- SOAL LATIHAN:
Tolong ubah catatan mulai dari baris yang memuat "above for sky" sampai akhir catatan dengan mengganti "agronomist" menjadi "farm manager", tanpa mengubah bagian lainnya.

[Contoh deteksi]
───

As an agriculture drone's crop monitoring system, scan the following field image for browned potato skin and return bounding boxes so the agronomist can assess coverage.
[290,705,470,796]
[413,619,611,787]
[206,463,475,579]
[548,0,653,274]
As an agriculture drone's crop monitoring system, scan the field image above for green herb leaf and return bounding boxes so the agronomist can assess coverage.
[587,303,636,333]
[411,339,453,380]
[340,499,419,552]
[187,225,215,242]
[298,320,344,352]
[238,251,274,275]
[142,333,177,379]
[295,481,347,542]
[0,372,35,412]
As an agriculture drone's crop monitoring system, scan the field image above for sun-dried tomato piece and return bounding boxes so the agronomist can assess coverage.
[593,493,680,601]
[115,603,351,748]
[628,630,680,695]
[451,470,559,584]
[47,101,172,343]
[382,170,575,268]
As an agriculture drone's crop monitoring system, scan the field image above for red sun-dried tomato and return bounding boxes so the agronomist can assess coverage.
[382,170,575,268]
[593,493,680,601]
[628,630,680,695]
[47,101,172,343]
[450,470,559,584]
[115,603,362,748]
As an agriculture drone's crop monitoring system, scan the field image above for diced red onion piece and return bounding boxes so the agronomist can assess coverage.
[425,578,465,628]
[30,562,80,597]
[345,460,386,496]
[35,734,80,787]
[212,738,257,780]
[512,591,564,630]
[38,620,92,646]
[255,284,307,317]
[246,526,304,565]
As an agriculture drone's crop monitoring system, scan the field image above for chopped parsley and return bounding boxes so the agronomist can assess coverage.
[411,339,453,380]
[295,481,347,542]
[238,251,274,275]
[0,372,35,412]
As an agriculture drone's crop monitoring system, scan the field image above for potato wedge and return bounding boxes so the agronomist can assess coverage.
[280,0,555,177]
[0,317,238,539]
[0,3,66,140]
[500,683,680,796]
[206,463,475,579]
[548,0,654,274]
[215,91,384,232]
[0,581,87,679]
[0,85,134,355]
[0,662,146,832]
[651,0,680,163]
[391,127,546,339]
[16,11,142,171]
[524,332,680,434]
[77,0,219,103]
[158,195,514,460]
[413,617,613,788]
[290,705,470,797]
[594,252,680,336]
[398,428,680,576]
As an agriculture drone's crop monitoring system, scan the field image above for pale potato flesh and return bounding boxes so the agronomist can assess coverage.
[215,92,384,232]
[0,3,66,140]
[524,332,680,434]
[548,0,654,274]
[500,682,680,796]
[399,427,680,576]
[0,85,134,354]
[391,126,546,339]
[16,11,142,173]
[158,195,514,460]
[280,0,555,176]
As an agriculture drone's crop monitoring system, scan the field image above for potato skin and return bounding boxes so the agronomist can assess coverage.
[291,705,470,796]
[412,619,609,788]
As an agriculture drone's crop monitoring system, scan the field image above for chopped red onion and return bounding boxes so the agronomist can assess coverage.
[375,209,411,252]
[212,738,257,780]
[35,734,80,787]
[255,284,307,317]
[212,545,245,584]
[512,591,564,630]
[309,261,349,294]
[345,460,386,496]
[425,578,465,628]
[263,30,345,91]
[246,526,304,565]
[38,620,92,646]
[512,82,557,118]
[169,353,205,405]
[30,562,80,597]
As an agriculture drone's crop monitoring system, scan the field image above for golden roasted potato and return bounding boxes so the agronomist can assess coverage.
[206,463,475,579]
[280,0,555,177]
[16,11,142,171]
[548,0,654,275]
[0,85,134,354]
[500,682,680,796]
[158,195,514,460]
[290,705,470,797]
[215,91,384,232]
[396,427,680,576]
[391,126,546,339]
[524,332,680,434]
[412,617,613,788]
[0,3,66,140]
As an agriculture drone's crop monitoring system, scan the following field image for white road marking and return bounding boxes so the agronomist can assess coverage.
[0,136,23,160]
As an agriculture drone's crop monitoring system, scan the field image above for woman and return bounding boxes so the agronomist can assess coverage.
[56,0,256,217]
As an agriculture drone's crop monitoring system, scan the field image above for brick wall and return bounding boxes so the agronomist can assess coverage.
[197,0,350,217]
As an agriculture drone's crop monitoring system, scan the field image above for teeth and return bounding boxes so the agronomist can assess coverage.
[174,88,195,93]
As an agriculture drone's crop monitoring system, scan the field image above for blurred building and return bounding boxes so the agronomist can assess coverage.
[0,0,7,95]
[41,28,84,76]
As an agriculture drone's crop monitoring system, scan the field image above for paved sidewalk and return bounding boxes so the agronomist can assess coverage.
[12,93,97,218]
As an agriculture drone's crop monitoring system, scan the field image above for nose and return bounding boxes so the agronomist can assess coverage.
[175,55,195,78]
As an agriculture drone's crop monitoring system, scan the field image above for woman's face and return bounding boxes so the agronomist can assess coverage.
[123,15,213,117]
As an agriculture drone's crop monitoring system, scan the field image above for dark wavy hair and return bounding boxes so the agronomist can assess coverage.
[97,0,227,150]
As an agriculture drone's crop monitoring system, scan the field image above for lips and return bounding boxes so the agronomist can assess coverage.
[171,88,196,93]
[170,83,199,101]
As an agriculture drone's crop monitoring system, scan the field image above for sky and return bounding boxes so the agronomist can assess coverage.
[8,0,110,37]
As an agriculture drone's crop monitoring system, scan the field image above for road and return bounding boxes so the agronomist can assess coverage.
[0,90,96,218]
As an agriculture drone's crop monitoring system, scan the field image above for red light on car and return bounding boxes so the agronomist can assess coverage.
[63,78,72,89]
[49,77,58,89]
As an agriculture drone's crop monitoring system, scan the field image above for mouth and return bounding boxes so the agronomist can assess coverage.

───

- JAWABAN LATIHAN:
As an agriculture drone's crop monitoring system, scan the field image above for sky and return bounding boxes so the farm manager can assess coverage.
[8,0,110,37]
As an agriculture drone's crop monitoring system, scan the field image above for road and return bounding boxes so the farm manager can assess coverage.
[0,90,96,218]
As an agriculture drone's crop monitoring system, scan the field image above for red light on car and return bounding boxes so the farm manager can assess coverage.
[63,78,72,89]
[49,77,58,89]
As an agriculture drone's crop monitoring system, scan the field image above for mouth and return bounding boxes so the farm manager can assess coverage.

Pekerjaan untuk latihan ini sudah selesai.